Newton Gunasinghe was born in Nawalapitiya on April 5, 1946. He received his primary education at Nawalapitiya, secondary education at the Wickramabahu Central College at Gampola and entered the University of Peradeniya in 1963. In 1973 he received his Master’s degree in sociology from the University of Monash, Australia, and his Ph.D from the University of Sussex in 1979.

He’s the first Marxist Anthropologist produced by Sri Lanka, who initiated the tradition of rigorous Marxist scholarship. Combining Marxist theory with intensive field research his doctoral dissertation focused on production relations in the Kandyan country-side and was published by SSA in 1990. Moving towards a creative synthesis of Marx, Althusser, Gramsci, he produced some brilliant essays on ethnicity, ideology and violence in a political and polemical climate of extreme Sinhala and Tamil nationalism, Gunasinghe’s interventions created an intellectual internationalism.

(Raw records)
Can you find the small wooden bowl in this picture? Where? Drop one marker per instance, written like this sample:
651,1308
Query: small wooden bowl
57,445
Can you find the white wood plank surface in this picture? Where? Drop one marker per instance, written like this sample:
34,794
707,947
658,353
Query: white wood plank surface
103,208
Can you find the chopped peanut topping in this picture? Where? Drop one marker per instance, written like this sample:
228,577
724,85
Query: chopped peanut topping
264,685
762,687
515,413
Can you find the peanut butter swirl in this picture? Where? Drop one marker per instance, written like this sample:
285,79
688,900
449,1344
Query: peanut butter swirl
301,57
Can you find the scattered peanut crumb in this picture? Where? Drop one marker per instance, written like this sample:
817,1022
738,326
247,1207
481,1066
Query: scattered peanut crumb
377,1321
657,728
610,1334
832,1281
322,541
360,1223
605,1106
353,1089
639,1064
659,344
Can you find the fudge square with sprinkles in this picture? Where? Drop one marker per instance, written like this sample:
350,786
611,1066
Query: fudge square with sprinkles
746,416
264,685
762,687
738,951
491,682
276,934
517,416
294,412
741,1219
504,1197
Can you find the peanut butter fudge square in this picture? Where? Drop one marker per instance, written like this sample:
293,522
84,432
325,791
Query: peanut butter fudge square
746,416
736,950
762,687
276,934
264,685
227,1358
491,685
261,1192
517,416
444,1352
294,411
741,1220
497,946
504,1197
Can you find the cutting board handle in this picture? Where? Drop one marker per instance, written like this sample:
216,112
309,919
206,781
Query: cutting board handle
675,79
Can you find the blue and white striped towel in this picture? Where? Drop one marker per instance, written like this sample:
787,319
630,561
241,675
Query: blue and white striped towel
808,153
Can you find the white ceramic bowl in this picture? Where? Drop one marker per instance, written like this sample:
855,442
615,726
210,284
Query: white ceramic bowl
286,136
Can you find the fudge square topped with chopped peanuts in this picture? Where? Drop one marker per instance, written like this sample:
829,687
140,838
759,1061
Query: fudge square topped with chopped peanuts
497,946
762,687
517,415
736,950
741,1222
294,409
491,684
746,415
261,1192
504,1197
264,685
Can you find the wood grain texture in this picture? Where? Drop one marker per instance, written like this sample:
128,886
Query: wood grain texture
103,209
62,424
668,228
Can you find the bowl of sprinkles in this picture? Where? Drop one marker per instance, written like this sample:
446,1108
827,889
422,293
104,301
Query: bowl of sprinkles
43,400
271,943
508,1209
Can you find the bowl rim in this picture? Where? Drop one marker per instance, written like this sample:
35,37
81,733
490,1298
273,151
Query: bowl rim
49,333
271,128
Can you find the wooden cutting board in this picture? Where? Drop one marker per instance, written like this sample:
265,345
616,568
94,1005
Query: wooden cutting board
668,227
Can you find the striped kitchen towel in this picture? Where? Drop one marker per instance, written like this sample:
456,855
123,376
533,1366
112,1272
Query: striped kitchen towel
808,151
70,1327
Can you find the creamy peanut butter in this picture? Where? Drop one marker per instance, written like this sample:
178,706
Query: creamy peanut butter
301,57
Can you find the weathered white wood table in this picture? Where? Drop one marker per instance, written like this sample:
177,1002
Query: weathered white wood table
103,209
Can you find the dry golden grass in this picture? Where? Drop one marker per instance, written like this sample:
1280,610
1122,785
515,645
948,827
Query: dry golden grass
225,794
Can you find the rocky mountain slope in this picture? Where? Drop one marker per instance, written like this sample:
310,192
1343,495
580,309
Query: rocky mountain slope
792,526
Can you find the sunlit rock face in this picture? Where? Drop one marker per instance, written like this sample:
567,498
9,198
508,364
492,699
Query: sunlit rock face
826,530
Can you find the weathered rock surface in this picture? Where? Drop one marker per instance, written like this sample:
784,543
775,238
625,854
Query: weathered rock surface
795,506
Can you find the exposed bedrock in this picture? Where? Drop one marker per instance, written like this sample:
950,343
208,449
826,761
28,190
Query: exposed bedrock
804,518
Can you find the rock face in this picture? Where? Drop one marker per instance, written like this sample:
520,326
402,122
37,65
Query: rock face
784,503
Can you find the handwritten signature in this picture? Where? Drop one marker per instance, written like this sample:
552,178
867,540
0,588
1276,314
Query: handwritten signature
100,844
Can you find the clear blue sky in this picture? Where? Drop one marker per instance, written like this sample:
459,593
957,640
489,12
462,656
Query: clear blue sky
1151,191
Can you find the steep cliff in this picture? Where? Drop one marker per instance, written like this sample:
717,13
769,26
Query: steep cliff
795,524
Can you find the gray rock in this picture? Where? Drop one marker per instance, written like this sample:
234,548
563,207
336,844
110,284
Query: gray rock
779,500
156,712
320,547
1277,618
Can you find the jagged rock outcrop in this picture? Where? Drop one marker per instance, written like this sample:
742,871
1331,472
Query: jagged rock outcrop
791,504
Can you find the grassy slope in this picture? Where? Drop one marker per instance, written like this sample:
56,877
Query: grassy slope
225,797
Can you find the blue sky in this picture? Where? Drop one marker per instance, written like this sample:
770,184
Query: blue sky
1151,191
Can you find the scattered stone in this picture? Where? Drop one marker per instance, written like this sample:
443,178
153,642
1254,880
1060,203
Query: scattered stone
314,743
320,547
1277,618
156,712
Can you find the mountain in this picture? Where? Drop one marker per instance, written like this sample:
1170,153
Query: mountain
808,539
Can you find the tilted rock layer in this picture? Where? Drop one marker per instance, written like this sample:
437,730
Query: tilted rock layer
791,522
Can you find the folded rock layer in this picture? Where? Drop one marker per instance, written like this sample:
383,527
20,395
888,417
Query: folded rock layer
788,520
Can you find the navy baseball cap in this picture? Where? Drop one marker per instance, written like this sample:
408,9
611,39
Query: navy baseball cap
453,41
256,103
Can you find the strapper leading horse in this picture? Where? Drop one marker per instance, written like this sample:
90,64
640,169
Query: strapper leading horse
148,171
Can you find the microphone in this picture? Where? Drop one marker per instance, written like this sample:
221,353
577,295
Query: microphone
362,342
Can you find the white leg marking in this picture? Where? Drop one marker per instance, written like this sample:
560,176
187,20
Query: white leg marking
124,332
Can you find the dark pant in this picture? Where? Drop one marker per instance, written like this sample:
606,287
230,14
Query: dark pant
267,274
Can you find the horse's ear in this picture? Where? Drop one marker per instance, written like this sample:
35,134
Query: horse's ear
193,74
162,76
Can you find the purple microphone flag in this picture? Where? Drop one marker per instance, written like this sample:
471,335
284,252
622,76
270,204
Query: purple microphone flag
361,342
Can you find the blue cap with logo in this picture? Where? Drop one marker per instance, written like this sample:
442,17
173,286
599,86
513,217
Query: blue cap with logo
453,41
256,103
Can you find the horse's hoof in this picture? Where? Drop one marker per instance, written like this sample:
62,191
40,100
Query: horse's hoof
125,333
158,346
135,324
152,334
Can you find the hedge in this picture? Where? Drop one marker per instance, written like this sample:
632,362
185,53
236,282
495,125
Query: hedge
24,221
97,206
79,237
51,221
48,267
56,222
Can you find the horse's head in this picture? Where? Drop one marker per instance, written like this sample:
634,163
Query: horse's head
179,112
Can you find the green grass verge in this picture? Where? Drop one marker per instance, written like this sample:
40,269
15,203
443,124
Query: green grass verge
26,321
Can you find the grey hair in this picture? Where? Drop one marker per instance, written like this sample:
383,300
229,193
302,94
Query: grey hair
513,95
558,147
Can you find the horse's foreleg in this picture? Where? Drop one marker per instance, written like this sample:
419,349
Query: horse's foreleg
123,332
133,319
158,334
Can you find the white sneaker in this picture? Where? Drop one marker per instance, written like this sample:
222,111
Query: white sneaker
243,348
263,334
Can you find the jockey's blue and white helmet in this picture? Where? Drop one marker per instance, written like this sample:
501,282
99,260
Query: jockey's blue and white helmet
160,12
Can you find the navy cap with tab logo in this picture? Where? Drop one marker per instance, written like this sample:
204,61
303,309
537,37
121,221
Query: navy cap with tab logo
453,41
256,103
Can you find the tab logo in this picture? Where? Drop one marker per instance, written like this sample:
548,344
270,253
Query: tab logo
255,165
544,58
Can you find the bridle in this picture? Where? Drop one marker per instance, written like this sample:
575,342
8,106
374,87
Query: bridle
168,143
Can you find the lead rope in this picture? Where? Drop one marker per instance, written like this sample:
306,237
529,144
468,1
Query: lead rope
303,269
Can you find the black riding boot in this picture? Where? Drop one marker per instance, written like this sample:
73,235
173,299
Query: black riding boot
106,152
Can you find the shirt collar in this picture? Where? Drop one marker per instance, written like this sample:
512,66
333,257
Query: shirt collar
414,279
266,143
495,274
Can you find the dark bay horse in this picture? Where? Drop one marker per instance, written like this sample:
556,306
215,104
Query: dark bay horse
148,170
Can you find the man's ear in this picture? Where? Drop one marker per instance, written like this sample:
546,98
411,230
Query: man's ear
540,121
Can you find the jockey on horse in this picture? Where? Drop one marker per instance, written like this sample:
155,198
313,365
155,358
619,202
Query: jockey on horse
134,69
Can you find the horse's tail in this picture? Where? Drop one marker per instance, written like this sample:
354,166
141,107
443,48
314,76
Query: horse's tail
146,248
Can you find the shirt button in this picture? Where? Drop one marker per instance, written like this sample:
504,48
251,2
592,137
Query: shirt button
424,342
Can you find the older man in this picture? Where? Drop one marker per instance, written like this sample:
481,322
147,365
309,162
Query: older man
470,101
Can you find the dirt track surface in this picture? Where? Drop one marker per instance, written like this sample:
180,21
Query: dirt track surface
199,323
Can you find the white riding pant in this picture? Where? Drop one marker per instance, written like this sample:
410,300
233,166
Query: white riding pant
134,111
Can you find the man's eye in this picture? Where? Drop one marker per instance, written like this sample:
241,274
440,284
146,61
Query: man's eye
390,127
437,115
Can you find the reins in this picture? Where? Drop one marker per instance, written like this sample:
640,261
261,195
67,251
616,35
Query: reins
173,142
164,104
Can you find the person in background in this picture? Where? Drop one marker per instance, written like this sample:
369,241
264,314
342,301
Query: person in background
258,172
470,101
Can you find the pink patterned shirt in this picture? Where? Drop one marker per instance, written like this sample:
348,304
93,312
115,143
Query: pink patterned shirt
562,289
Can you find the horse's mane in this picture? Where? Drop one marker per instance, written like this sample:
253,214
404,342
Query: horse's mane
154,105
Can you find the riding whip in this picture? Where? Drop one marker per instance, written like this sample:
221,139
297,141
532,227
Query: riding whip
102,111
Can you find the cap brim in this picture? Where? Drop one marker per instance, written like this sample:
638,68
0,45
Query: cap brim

▸ **LIST OF TASKS**:
1) Transcribe the passage on Newton Gunasinghe from "Newton Gunasinghe was" up to and including "Sussex in 1979.".
2) According to the passage on Newton Gunasinghe, which university awarded him his Ph.D?

▸ **OUTPUTS BY TASK**:
1)
Newton Gunasinghe was born in Nawalapitiya on April 5, 1946. He received his primary education at Nawalapitiya, secondary education at the Wickramabahu Central College at Gampola and entered the University of Peradeniya in 1963. In 1973 he received his Master’s degree in sociology from the University of Monash, Australia, and his Ph.D from the University of Sussex in 1979.

2) The University of Sussex, in 1979.